▶ _Text segment_:
The Parry Sound area of Ontario sits high on a ledge of rock and water - the great Canadian Shield. It's a spectacular assemblage of geography that combines rugged Georgian Bay shoreline with hundreds of thousands of lakes the glaciers left behind in their haste to head south. No wonder the passion for exploration has permeated the culture here for hundreds of years. Today, the All Terrain Vehicle (ATV), or quad, is one of the area's most popular past times that combines this culture of exploration with a helping of adventure and a healthy dose of adrenalin.

There are several makes and models of ATVs, but they all have the common ability to take people on paths and routes ordinarily inaccessible. The pleasures of finding a secret lake or a picturesque ravine with the perfect panorama once belonged only to the fit and hardy souls that could backpack their way into the far reaches of the wilderness. Now, those delights can be shared by everyday folk with the same passions. The extraordinary carrying capacity of an ATV means that a trailside lunch or access to a camera or fishing pole is just a reach away on the racks in front of the rider. Family outings, far from the hustle of urban life, are gaining in popularity as the ATV readily adapts to its "all terrain" moniker.

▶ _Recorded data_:
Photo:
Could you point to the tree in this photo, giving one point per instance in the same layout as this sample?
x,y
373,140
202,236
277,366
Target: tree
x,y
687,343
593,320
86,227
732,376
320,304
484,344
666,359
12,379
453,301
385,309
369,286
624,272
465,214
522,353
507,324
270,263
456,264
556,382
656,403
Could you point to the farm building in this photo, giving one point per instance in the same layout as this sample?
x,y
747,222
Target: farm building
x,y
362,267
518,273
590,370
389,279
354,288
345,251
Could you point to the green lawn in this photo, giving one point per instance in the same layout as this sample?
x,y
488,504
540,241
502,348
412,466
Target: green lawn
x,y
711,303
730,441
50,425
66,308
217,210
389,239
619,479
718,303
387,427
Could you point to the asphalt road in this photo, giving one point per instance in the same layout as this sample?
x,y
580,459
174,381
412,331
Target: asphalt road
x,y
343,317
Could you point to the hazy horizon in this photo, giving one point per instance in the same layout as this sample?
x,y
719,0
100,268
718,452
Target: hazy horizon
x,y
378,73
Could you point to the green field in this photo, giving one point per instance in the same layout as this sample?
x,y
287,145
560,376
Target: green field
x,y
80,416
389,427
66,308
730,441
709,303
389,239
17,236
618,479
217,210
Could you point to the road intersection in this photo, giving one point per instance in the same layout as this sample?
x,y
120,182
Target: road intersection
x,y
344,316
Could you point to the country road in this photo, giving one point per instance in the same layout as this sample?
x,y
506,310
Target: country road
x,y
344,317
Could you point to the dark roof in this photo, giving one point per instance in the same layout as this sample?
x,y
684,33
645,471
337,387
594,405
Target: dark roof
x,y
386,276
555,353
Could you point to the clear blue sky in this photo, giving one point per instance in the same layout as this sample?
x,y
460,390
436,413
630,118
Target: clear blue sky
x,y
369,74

▶ _Written instruction A_:
Answer these questions using the passage on ATV riding in the Parry Sound area:
(i) On what rock formation does the Parry Sound area sit?
(ii) What other name does the passage give for the All Terrain Vehicle?
(iii) Where on an ATV does the passage say a trailside lunch, camera or fishing pole can be kept?
▶ _Written instruction B_: Reproduce the lines of the records precisely, starting at the line that contains "Could you point to the hazy" and ending with the final line of the records, both included.
The passage on ATV riding and the records are independent of each other.

▶ _Reply A_:
(i) The great Canadian Shield.
(ii) Quad.
(iii) On the racks in front of the rider.

▶ _Reply B_:
Could you point to the hazy horizon in this photo, giving one point per instance in the same layout as this sample?
x,y
719,0
100,268
718,452
Target: hazy horizon
x,y
378,73
Could you point to the green field in this photo, giving one point per instance in the same layout as this sample?
x,y
287,145
560,376
Target: green field
x,y
80,416
389,427
66,308
730,441
709,303
389,239
17,236
618,479
217,210
Could you point to the road intersection in this photo, giving one point per instance in the same layout as this sample?
x,y
120,182
Target: road intersection
x,y
344,316
Could you point to the country road in this photo, giving one point per instance in the same layout as this sample?
x,y
506,310
Target: country road
x,y
344,317
Could you point to the dark roof in this photo, giving one point per instance in the same layout as this sample?
x,y
684,33
645,471
337,387
594,405
Target: dark roof
x,y
386,276
555,353
Could you point to the clear blue sky in this photo, giving one point per instance in the same layout as this sample?
x,y
460,390
436,413
630,118
Target: clear blue sky
x,y
369,74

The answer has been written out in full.